(Coordinate annotation data)
****************************************
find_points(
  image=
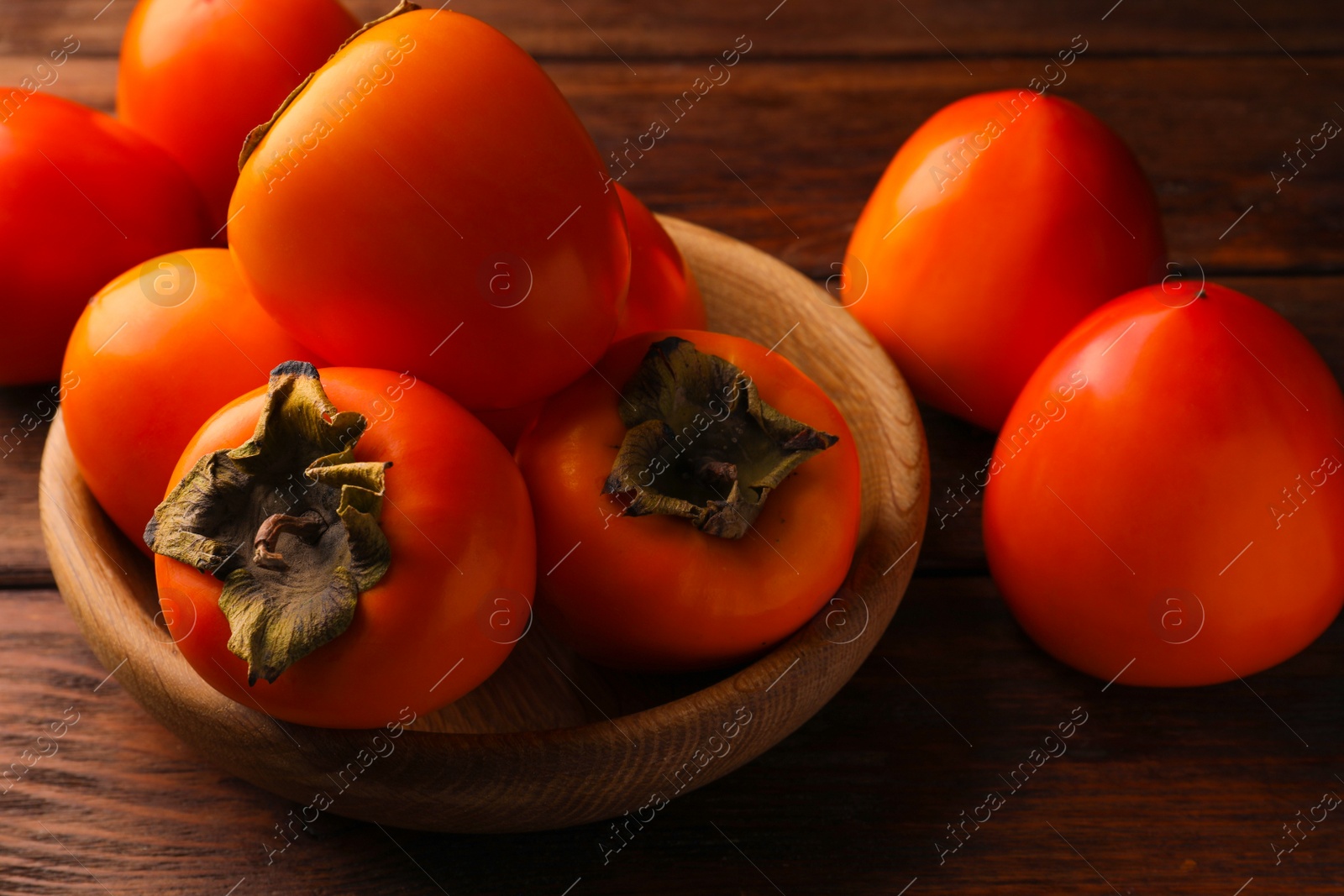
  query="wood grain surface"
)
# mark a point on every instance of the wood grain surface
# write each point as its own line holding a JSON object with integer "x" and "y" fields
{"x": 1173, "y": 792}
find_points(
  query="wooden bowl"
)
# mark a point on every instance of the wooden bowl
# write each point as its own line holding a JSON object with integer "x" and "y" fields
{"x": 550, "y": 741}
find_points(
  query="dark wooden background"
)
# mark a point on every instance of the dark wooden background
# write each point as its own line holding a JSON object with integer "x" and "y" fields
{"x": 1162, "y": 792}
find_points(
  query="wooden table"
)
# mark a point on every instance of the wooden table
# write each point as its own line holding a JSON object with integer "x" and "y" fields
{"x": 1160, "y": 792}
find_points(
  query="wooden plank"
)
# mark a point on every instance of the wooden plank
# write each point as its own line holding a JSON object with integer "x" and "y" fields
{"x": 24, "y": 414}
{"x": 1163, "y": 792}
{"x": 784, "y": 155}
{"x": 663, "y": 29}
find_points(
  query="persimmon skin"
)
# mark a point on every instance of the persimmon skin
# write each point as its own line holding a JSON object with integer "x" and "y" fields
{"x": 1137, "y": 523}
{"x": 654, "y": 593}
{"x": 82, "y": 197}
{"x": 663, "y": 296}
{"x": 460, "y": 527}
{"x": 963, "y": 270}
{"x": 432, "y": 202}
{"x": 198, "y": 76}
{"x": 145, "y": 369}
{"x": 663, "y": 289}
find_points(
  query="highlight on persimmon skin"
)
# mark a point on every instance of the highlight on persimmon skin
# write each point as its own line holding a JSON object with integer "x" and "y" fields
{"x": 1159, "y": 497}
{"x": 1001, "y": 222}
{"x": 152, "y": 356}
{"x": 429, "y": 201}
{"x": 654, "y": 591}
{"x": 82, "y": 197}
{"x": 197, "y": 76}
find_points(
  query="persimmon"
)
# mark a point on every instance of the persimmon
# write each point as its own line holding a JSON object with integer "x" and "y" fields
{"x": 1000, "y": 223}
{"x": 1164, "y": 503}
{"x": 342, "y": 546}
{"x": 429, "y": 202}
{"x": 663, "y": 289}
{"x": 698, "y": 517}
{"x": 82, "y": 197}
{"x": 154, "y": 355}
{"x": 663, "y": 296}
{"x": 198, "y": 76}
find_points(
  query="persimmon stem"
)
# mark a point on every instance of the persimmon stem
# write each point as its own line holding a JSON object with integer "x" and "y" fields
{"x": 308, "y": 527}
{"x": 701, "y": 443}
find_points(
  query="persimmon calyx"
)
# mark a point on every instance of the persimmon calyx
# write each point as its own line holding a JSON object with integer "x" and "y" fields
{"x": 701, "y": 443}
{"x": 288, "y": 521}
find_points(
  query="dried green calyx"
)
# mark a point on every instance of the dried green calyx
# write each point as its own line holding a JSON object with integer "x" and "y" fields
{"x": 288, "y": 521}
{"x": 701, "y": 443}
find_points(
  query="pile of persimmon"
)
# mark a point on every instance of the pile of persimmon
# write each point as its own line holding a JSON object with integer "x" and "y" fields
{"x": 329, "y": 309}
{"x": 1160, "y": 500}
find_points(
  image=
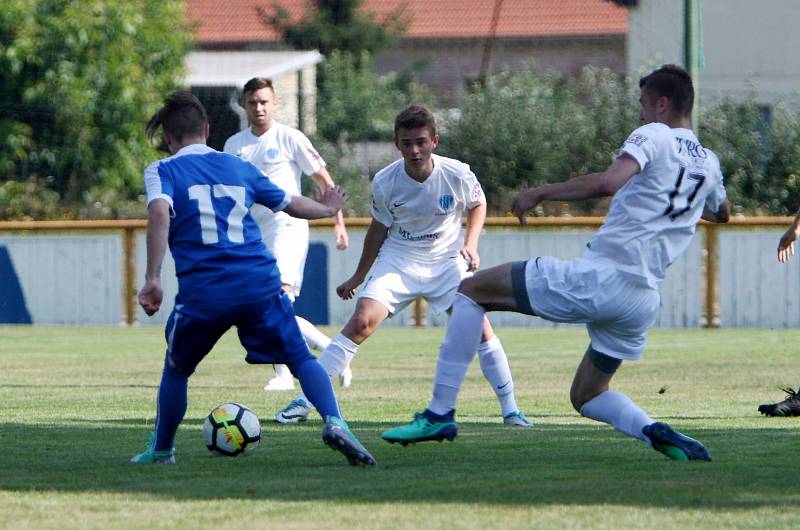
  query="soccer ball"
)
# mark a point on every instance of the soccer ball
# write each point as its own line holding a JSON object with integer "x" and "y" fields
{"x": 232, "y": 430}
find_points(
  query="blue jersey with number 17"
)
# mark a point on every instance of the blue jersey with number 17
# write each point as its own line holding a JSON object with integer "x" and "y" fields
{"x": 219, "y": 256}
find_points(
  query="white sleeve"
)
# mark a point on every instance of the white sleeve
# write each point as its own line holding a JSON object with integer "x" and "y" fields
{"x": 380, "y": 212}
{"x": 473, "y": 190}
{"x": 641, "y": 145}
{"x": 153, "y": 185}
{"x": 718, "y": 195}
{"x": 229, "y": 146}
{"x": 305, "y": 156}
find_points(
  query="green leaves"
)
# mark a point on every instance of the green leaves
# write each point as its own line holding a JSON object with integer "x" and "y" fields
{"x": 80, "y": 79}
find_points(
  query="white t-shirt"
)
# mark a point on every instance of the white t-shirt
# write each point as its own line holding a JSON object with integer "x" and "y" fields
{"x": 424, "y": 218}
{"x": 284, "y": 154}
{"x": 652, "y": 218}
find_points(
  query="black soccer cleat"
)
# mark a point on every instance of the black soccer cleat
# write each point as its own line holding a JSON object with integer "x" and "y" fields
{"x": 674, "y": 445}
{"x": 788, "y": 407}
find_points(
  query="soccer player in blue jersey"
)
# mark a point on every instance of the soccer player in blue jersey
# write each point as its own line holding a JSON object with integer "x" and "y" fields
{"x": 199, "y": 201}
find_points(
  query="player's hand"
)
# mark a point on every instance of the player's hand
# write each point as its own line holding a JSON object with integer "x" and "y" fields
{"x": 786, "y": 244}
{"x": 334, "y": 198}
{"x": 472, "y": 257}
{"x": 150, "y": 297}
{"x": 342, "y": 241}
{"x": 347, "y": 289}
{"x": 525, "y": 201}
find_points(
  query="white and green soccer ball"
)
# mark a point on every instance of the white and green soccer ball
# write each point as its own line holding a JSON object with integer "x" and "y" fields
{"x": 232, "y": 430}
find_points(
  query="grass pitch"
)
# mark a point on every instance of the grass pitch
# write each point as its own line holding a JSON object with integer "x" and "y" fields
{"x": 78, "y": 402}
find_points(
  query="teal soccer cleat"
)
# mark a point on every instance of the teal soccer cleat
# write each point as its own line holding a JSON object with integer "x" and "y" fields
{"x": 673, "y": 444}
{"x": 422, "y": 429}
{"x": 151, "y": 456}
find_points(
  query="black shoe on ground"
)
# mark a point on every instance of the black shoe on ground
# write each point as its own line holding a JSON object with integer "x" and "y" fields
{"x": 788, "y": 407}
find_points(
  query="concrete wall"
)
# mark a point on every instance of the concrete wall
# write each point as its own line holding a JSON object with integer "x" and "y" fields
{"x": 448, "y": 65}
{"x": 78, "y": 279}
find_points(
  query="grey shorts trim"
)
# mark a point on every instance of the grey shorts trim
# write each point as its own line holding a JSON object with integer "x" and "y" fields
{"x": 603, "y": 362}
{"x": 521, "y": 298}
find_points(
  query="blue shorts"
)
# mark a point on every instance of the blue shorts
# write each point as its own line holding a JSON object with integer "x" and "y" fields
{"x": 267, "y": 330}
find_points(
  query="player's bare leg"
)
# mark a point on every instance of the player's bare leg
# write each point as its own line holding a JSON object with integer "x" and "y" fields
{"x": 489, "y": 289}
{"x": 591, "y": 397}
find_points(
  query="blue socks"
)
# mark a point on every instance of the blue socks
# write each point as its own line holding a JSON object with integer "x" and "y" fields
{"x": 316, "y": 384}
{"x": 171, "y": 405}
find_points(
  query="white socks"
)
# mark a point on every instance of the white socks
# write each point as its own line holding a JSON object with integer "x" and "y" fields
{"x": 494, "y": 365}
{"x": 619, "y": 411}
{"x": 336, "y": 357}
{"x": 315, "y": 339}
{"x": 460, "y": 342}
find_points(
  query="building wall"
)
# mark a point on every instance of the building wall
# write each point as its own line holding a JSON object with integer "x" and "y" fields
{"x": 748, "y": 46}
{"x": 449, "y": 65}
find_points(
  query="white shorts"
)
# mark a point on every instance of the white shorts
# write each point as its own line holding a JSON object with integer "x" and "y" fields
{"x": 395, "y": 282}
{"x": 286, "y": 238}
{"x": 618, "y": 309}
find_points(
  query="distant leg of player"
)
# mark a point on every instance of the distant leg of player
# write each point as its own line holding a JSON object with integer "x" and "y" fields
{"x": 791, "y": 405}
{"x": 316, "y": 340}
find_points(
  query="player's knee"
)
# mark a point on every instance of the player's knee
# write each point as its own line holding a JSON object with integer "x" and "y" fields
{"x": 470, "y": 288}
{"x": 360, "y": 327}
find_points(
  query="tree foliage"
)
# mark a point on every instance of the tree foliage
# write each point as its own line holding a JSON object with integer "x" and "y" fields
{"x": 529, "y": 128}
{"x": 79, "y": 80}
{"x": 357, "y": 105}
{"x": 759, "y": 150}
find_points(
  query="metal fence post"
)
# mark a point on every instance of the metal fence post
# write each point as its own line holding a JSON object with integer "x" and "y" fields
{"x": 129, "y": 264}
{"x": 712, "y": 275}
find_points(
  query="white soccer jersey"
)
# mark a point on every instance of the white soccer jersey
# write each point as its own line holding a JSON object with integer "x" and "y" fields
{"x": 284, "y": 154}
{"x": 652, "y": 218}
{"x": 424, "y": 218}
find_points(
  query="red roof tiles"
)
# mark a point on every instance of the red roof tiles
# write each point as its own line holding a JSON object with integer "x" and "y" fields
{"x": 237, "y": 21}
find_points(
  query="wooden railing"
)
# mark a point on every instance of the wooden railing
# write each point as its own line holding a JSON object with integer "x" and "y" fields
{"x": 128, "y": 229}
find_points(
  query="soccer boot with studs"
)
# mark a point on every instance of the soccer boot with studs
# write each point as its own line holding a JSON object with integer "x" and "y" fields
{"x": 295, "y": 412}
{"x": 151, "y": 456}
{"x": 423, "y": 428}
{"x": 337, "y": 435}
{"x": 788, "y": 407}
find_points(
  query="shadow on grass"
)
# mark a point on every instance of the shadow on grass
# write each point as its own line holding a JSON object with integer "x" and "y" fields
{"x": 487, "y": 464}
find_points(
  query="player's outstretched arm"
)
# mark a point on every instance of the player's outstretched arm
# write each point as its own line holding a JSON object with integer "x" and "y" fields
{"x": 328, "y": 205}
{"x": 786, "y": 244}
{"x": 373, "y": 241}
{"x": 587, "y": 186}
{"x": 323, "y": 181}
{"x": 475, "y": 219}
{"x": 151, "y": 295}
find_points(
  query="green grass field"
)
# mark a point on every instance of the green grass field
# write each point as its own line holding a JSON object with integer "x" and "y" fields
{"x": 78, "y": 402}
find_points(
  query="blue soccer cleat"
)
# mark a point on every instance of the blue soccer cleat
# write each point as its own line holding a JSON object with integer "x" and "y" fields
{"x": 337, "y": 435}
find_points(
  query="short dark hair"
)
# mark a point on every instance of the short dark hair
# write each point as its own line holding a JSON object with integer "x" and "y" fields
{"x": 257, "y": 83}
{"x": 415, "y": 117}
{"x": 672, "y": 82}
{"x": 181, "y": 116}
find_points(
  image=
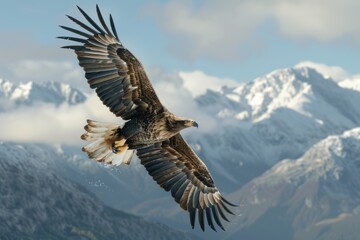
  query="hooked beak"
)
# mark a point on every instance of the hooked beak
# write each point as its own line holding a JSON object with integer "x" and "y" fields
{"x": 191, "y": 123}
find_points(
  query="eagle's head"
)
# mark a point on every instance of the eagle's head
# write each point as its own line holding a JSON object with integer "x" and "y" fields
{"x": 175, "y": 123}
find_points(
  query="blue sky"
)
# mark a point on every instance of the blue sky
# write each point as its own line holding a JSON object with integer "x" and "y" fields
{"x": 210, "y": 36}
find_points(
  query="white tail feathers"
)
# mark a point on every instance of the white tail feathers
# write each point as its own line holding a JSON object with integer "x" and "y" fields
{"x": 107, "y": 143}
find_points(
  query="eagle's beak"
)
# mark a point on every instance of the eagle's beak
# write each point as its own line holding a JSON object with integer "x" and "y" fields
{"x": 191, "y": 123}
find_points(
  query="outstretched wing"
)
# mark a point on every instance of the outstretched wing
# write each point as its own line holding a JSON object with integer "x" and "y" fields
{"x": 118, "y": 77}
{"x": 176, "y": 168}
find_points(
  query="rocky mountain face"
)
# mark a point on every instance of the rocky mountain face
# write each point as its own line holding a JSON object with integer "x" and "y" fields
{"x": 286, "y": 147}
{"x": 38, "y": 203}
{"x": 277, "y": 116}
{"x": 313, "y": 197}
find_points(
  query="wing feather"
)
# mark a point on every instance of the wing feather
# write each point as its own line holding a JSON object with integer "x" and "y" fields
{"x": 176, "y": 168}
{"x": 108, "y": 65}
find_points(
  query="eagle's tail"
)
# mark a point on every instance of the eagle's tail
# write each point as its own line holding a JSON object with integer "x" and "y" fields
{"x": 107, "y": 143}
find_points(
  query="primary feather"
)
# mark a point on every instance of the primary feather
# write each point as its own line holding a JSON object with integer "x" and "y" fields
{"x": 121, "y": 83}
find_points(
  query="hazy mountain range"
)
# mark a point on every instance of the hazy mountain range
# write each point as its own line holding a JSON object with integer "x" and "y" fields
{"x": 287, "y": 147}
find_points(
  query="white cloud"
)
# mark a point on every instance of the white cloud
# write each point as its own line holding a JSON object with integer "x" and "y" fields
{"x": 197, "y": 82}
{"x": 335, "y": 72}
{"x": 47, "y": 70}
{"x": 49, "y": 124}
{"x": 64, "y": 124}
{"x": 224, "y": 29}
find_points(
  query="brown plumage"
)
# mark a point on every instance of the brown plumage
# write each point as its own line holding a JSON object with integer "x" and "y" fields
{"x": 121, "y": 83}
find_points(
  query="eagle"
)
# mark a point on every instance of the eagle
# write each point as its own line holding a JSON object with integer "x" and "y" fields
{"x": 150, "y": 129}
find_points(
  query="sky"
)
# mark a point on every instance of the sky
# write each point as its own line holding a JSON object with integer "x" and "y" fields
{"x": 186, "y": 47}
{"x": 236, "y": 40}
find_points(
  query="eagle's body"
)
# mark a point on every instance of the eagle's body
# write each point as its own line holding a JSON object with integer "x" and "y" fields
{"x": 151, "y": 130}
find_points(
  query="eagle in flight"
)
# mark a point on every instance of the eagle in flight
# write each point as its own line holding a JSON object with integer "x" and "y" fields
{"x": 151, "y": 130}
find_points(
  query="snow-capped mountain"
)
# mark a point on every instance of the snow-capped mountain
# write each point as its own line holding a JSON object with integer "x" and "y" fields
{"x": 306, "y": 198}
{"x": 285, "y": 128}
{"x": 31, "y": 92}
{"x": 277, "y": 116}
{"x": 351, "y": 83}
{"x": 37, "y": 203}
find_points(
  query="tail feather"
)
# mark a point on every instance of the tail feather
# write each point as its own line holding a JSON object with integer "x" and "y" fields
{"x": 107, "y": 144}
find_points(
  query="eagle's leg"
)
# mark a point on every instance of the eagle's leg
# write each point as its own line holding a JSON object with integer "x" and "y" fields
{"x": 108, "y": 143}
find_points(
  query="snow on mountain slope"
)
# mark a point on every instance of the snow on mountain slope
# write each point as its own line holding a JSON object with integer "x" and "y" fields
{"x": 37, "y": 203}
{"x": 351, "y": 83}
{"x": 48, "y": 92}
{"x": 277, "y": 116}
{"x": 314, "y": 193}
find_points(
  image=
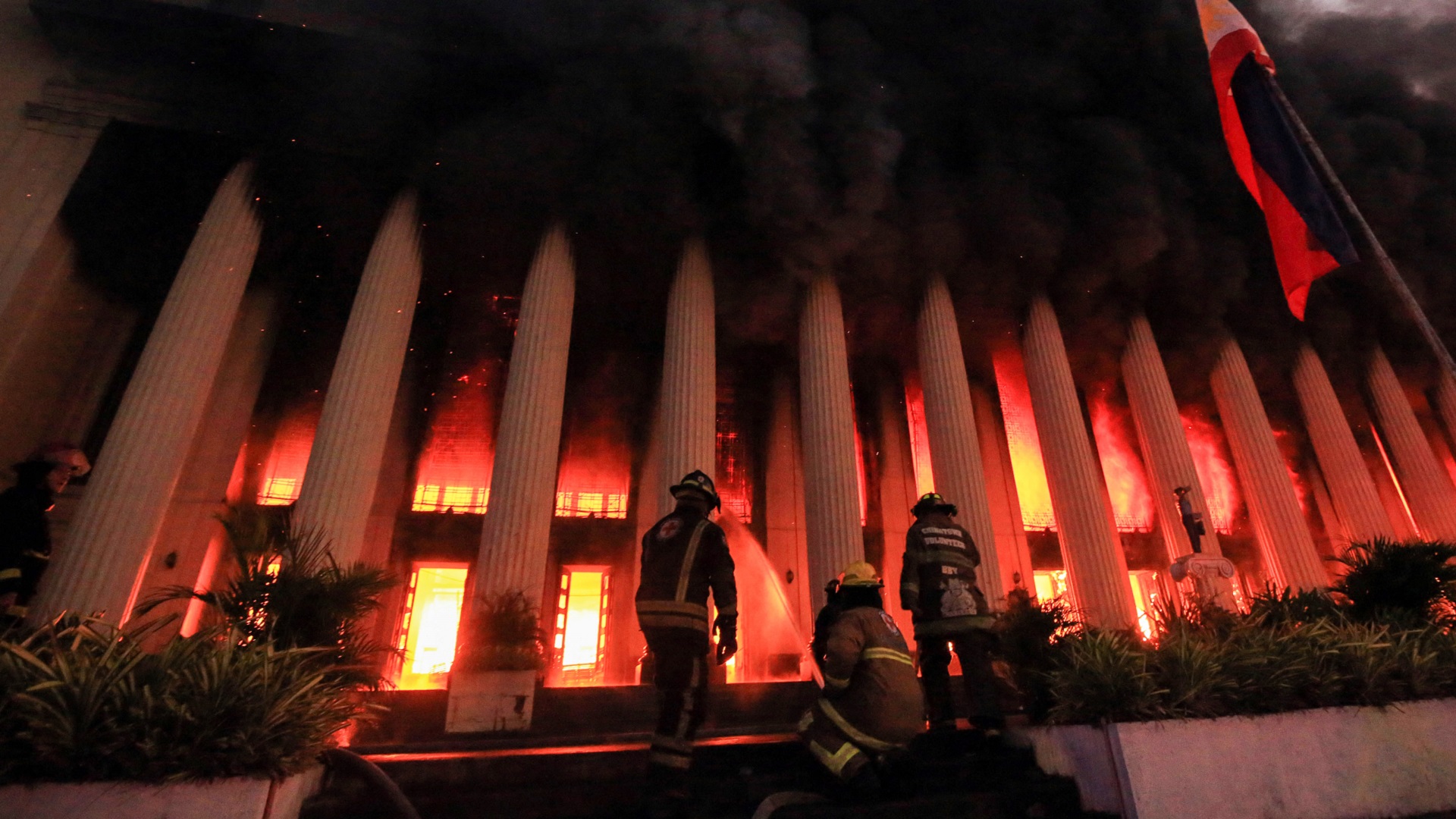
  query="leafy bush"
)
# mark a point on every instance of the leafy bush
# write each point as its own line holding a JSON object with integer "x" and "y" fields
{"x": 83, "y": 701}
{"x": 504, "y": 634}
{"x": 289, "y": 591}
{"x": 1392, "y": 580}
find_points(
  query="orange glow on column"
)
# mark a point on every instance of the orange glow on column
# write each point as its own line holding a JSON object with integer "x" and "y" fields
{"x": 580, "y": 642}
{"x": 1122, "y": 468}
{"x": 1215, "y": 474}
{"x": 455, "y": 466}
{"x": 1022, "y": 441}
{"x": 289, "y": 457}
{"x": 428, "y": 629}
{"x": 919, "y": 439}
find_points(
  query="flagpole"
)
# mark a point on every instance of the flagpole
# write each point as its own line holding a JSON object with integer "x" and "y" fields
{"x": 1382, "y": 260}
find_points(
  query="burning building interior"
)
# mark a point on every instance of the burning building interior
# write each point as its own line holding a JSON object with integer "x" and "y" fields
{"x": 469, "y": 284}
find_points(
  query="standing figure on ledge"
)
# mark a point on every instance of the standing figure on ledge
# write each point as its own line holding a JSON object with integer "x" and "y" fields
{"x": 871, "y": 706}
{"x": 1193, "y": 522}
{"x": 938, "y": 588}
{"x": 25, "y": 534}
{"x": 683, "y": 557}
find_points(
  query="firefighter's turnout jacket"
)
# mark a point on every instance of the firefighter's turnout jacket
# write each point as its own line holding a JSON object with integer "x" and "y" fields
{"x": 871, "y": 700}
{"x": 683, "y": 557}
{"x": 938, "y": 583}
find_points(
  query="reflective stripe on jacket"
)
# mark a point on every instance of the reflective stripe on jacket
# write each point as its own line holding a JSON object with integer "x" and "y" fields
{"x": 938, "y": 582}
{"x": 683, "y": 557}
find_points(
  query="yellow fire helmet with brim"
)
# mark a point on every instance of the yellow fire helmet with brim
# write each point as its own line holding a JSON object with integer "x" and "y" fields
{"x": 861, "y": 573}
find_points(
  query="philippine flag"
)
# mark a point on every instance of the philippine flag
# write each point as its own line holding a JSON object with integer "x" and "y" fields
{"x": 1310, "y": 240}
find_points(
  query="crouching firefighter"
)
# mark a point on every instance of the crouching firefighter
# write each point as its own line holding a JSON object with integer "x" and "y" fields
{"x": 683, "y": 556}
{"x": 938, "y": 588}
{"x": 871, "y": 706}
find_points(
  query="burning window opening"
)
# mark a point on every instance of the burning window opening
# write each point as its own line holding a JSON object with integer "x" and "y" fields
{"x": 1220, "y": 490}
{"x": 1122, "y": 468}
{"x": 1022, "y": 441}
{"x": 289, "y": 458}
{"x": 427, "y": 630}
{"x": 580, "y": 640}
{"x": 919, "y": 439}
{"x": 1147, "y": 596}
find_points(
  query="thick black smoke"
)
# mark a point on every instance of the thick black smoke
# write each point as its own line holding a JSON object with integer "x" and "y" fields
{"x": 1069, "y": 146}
****************************************
Work to do> Select every line in the data above that contains the string "tail" and copy each one out in full.

Correct answer>
  query="white tail feathers"
# mark a point on every instance of the white tail feathers
  query="eagle's tail"
# mark a point on every instance of the eagle's tail
  query="tail feather"
# mark a point on every instance of the tail feather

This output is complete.